--- start Source ---

Sigh..my urge to have a centralized structure is probably my biggest downfall..its good and convenient, but if the core has issues, makes it much harder to debug :(
  • Comment on Re^6: Timing concerns on PerlEX/Mod_Perl

Replies are listed 'Best First'.
Re^7: Timing concerns on PerlEX/Mod_Perl
by MidLifeXis (Monsignor) on Jul 26, 2008 at 14:41 UTC

    Well if I run the script with 2-3 people using it. It runs hassle free. The issue happens when I make it live.(but CPU usage doesn't go up)

    Have you tried loading your site up from 3 clients to whatever your production load is? If your server is only set to handle a certain number of requests at a time, your other requests may be waiting behind those that are currently processing. These waiting requests would not necessarily cause the load of the machine to increase.

    Try bringing up the number of clients slowly and see when the problem starts. Then tune your web server / web farm to handle the required number of connections.

    --MidLifeXis

Re^7: Timing concerns on PerlEX/Mod_Perl
by BrowserUk (Patriarch) on Jul 26, 2008 at 19:06 UTC
    my urge to have a centralized structure is probably my biggest downfall

    It seems to me that you know what your problem is, but just don't want to admit it (to yourself) :)

--- end Source ---
--- start Information supplied ---

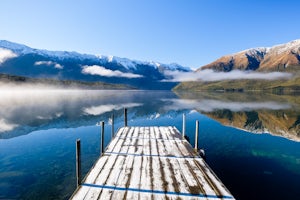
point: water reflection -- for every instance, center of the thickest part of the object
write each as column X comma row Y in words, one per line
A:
column 254, row 112
column 24, row 112
column 40, row 165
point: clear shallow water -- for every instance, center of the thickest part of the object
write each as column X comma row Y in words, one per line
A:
column 38, row 131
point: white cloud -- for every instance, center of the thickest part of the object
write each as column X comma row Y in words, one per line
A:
column 6, row 126
column 102, row 71
column 98, row 110
column 212, row 105
column 49, row 63
column 6, row 54
column 210, row 75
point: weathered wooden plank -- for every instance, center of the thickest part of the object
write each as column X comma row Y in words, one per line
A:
column 151, row 163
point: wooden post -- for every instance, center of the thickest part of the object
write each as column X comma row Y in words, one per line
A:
column 102, row 138
column 112, row 126
column 78, row 162
column 183, row 126
column 196, row 136
column 125, row 117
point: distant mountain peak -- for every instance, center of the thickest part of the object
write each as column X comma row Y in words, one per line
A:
column 21, row 60
column 280, row 57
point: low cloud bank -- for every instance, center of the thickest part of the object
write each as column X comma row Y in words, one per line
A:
column 210, row 75
column 6, row 54
column 102, row 71
column 207, row 105
column 49, row 63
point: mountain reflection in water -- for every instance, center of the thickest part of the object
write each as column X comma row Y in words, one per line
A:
column 38, row 130
column 253, row 112
column 24, row 112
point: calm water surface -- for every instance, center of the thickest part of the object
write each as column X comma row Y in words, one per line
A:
column 251, row 140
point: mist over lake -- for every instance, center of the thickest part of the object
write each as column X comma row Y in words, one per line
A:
column 250, row 140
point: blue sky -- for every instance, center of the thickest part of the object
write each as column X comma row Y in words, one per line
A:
column 189, row 32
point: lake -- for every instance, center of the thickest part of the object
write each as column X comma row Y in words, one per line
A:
column 252, row 141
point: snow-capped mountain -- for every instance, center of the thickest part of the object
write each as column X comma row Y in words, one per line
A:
column 283, row 57
column 21, row 60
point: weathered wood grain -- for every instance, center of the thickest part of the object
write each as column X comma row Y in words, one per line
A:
column 151, row 163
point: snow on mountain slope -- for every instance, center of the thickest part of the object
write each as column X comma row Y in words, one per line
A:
column 6, row 54
column 21, row 60
column 61, row 55
column 277, row 58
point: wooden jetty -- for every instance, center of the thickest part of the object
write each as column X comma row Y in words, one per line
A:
column 150, row 163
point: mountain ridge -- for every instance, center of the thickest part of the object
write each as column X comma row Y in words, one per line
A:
column 283, row 59
column 21, row 60
column 280, row 57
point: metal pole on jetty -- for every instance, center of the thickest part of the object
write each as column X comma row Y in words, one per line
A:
column 112, row 125
column 125, row 117
column 102, row 138
column 78, row 162
column 196, row 136
column 183, row 125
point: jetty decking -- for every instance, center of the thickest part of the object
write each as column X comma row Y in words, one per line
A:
column 150, row 163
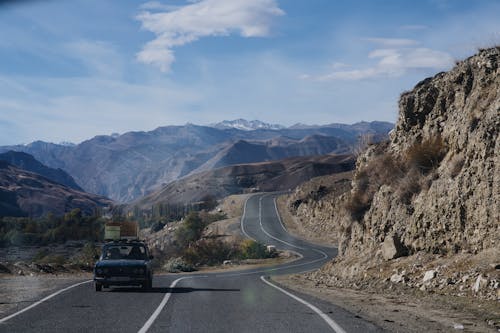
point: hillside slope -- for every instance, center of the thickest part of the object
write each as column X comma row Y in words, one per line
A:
column 128, row 166
column 24, row 193
column 29, row 163
column 266, row 176
column 423, row 211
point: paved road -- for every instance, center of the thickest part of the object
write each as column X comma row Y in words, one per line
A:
column 243, row 301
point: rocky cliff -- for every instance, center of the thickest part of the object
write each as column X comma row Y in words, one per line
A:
column 444, row 196
column 423, row 210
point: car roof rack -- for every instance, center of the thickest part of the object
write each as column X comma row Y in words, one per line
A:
column 124, row 240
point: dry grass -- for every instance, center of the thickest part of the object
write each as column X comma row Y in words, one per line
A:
column 406, row 176
column 426, row 155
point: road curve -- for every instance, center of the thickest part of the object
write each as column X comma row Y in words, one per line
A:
column 242, row 301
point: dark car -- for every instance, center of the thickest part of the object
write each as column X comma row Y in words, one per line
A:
column 124, row 263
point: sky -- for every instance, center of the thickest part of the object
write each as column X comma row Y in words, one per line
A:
column 70, row 70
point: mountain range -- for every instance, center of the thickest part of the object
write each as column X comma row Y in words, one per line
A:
column 279, row 175
column 24, row 193
column 131, row 165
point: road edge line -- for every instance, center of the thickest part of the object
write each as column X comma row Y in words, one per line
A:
column 243, row 218
column 3, row 320
column 336, row 327
column 147, row 325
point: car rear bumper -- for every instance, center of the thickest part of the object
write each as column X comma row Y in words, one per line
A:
column 121, row 280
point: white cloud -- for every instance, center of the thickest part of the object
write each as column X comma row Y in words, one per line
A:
column 392, row 62
column 174, row 28
column 392, row 42
column 99, row 57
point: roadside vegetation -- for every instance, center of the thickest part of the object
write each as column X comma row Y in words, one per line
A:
column 192, row 250
column 407, row 175
column 15, row 231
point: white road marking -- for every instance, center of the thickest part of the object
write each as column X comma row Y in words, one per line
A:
column 3, row 320
column 279, row 216
column 242, row 224
column 335, row 327
column 164, row 301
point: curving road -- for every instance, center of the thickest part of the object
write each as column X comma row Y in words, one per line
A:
column 243, row 301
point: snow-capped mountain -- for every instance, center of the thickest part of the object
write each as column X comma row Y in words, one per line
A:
column 246, row 125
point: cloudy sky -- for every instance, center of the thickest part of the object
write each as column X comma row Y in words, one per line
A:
column 71, row 70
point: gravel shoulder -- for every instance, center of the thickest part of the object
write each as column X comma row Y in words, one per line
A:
column 18, row 292
column 397, row 308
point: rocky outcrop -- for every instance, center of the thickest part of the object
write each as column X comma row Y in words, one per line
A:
column 452, row 203
column 24, row 193
column 129, row 166
column 29, row 163
column 434, row 187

--- end Information supplied ---

■ Task objective
Update the part of the thread on timing concerns starting with "--MidLifeXis" and going on through "(to yourself) :)", writing "main weakness" wherever "biggest downfall" appears.

■ Full solution
--MidLifeXis

Re^7: Timing concerns on PerlEX/Mod_Perl
by BrowserUk (Patriarch) on Jul 26, 2008 at 19:06 UTC
    my urge to have a centralized structure is probably my main weakness

    It seems to me that you know what your problem is, but just don't want to admit it (to yourself) :)